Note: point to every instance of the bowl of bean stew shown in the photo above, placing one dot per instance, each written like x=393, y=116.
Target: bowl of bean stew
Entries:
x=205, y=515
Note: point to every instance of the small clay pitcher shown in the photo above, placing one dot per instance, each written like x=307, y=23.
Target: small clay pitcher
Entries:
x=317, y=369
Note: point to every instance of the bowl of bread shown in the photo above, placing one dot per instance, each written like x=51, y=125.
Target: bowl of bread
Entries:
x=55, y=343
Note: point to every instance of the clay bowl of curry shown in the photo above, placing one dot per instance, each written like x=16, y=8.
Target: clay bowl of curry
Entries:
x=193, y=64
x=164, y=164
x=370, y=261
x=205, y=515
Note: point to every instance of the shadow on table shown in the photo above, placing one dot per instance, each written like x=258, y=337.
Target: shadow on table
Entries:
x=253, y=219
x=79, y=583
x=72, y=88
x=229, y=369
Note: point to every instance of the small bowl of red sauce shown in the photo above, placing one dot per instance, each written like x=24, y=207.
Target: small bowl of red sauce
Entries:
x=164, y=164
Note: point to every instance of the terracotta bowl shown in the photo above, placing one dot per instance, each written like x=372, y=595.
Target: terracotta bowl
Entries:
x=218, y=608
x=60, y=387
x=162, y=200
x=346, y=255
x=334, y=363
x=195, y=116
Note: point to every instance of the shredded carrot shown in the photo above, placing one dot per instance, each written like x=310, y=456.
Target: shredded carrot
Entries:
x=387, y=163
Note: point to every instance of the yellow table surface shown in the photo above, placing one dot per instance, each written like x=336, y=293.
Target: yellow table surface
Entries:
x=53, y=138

**YOUR GOAL**.
Copy out all of the material above, substituting "mark" for every occurrence of "point to" and keeping everything else unchanged.

**RESULT OF THE TASK**.
Note: mark every instance of the bowl of bean stew shown in the photo above, placing one dot per instance, each written like x=393, y=116.
Target: bowl of bean stew
Entries:
x=205, y=515
Note: mark every instance of the small clay pitcher shown in the photo above, placing one dot per instance, each written like x=307, y=23.
Target: small clay pitcher
Entries:
x=317, y=369
Note: mark every instance of the bowl of bread shown in the photo above, placing one dot per instance, each written like x=51, y=125.
Target: bowl of bread
Entries:
x=55, y=343
Note: mark every instance of the clay bowl of curry shown in the photo above, placing one dot per instance, each written like x=16, y=8.
Target: clay bowl of curry
Entries:
x=193, y=64
x=164, y=164
x=370, y=261
x=205, y=515
Note: mark every instance of the shadow on table shown in the photo above, placing one dot per instance, each written like x=258, y=337.
Target: shadow on table
Entries:
x=253, y=219
x=79, y=583
x=72, y=88
x=229, y=369
Note: mark every instance of the small bowl of red sauce shown in the photo above, placing one dot per instance, each written like x=24, y=207.
Target: small bowl of red sauce
Entries:
x=164, y=164
Note: mark every instance of the terracotta bowl shown in the photo above, placing one dot per instance, each written like x=372, y=595.
Target: terracotta bowl
Entries:
x=218, y=608
x=60, y=387
x=162, y=200
x=346, y=255
x=334, y=363
x=195, y=116
Note: mark every instance of the shredded carrot shown in the photo above, placing one dot per instance, each written like x=310, y=456.
Target: shredded carrot
Entries:
x=387, y=163
Note: mark every instance of the yellow table surface shown in the photo above, placing one dot per instance, each written like x=336, y=293.
Target: yellow table surface
Entries:
x=53, y=138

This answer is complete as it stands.